§ **WRITTEN INSTRUCTION**:
Please carry on the thread about validating Python dataclass init arguments, starting right after its last line.

§ **TEXT SHOWN**:
————
Python dataclass, what's a pythonic way to validate initialization arguments?

Question:

What’s a pythonic way to validate the init arguments before instantiation w/o overriding dataclasses built-in init?

I thought perhaps leveraging the __new__ dunder-method would be appropriate?

from dataclasses import dataclass

@dataclass
class MyClass:
    is_good: bool = False
    is_bad: bool = False

    def __new__(cls, *args, **kwargs):
        instance: cls = super(MyClass, cls).__new__(cls, *args, **kwargs)
        if instance.is_good:
            assert not instance.is_bad
        return instance
Asked By: tgk

||

Answers:

Define a __post_init__ method on the class; the generated __init__ will call it if defined:

from dataclasses import dataclass

@dataclass
class MyClass:
    is_good: bool = False
    is_bad: bool = False

    def __post_init__(self):
        if self.is_good:
            assert not self.is_bad

This will even work when the replace function is used to make a new instance.

Answered By: ShadowRanger

The author of the dataclasses module made a conscious decision to not implement validators that are present in similar third party projects like attrs, pydantic, or marshmallow. And if your actual problem is within the scope of the one you posted, then doing the validation in the __post_init__ is completely fine.

But if you have more complex validation procedures or play with stuff like inheritance you might want to use one of the more powerful libraries I mentioned instead of dataclass. Just to have something to look at, this is what your example could look like using pydantic:

>>> from pydantic import BaseModel, validator
>>> class MyClass(BaseModel):
...     is_good: bool = False
...     is_bad: bool = False
...
...     @validator('is_bad')
————
§ **RECORDS**:

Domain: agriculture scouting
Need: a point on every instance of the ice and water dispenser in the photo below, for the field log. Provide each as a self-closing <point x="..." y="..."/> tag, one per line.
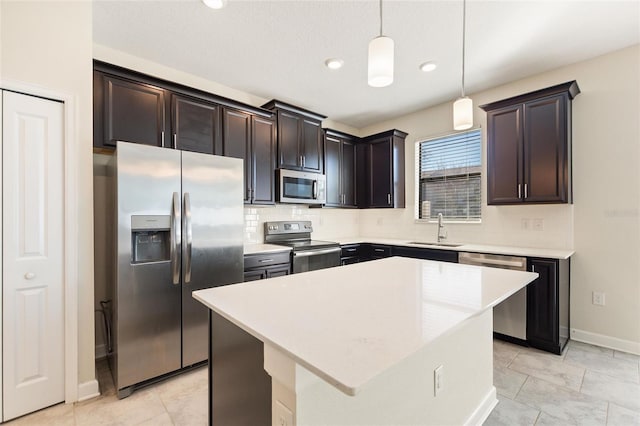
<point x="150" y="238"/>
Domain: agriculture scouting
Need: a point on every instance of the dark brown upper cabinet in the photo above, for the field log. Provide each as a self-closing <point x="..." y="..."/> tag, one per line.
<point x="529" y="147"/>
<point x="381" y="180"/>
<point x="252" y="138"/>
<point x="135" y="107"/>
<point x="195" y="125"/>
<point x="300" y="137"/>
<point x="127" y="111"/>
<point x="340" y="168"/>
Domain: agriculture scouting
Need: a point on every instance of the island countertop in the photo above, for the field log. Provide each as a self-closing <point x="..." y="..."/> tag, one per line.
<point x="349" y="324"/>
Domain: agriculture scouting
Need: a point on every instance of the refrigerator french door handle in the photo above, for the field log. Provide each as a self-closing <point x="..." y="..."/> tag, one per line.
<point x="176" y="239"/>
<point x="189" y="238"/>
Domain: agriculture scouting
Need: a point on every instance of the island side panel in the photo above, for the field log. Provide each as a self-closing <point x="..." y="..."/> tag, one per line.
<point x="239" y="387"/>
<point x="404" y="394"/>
————
§ **ANSWER BELOW**:
...     def check_something(cls, v, values):
...         if values['is_good'] and v:
...             raise ValueError("Can not be both good and bad now, can it?")
...         return v
...     
>>> MyClass(is_good=True, is_bad=False)  # this would be a valid instance
MyClass(is_good=True, is_bad=False)
>>> MyClass(is_good=True, is_bad=True)   # this wouldn't
Traceback (most recent call last):
  File "<input>", line 1, in <module>
  File "pydantic/main.py", line 283, in pydantic.main.BaseModel.__init__
pydantic.error_wrappers.ValidationError: 1 validation error for MyClass
is_bad
  Can not be both good and bad now, can it? (type=value_error)
Answered By: Arne

You can try this:

from dataclasses import dataclass

from validated_dc import ValidatedDC


@dataclass
class MyClass(ValidatedDC):
    is_good: bool = False
    is_bad: bool = False


instance = MyClass()
assert instance.get_errors() is None
assert instance == MyClass(is_good=False, is_bad=False)

data = {'is_good': True, 'is_bad': True}
instance = MyClass(**data)
assert instance.get_errors() is None

data = {'is_good': 'bad_value', 'is_bad': True}
instance = MyClass(**data)
assert instance.get_errors()
print(instance.get_errors())
# {'is_good': [BasicValidationError(value_repr='bad_value', value_type=<class 'str'>, annotation=<class 'bool'>, exception=None)]}

# fix
instance.is_good = True
assert instance.is_valid()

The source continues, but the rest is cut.